**Your assignment:** Taking the material as a whole, state how many of its lines contain "nail". Write the number and nothing more.

**Information given:**
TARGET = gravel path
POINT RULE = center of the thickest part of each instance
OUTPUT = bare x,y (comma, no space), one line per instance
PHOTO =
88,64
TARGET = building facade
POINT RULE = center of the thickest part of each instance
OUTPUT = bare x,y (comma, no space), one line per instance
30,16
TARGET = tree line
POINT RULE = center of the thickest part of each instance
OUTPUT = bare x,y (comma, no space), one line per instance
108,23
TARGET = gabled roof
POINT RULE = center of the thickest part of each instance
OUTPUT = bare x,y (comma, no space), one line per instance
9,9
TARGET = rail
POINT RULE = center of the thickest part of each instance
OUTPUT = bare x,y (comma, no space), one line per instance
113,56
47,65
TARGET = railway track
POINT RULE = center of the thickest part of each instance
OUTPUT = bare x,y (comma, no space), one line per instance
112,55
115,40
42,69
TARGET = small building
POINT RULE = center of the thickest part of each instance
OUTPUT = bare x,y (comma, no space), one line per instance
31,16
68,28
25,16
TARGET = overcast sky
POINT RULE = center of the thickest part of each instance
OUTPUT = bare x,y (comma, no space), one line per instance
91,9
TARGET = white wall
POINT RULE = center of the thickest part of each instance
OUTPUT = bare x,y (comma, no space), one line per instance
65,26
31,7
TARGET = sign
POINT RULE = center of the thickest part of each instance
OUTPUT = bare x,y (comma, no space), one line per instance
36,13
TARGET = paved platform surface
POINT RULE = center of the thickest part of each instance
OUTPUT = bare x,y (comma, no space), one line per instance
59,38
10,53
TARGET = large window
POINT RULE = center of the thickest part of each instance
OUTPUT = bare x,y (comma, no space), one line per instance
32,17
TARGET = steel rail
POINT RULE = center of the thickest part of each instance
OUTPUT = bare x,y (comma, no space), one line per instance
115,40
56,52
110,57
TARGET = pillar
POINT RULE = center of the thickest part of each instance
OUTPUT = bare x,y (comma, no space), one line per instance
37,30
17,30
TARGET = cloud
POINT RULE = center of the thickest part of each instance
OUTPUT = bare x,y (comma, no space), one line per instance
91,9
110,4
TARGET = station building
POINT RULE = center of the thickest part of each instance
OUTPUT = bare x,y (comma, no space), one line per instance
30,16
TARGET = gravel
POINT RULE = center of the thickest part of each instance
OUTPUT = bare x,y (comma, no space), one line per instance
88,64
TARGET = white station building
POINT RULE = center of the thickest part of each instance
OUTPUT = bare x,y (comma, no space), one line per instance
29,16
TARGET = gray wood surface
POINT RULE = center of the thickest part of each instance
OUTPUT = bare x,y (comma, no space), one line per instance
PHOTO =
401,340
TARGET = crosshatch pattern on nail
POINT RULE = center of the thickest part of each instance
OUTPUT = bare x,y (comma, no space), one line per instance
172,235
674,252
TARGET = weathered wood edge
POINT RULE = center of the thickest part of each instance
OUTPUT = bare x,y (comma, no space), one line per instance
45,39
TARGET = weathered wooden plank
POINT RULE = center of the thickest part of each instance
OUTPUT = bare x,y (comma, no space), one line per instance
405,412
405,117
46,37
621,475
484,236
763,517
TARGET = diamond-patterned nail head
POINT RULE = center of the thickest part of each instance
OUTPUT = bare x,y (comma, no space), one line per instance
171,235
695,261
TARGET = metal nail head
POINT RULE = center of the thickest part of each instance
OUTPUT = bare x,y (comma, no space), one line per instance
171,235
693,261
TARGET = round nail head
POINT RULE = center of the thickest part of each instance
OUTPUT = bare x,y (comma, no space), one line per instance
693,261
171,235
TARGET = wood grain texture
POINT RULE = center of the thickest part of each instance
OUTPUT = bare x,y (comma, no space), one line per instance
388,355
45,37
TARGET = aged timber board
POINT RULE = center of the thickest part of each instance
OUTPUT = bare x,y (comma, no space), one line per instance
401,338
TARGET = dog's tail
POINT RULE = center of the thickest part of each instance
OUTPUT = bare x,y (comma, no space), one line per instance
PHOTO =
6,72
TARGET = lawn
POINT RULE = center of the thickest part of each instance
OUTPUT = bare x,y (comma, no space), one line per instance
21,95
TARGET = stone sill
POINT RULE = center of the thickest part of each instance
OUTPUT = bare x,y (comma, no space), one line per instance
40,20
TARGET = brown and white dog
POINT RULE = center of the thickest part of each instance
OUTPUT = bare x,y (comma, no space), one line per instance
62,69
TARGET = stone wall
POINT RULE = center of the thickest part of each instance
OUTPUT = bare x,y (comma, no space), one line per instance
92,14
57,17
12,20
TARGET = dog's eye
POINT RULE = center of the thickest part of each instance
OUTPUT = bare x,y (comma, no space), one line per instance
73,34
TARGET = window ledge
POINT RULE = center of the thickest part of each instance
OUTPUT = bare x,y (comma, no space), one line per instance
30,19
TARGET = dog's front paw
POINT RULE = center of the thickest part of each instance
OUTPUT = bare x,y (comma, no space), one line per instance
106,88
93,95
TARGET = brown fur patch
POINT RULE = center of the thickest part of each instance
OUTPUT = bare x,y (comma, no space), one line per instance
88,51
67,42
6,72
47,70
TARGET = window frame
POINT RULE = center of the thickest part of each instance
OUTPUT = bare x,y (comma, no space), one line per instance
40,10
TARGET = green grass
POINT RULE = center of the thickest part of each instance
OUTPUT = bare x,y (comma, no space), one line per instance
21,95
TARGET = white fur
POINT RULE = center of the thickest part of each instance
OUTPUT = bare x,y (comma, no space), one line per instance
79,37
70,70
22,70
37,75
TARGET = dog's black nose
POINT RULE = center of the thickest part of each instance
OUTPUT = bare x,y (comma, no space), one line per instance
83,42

**The completed task:** 4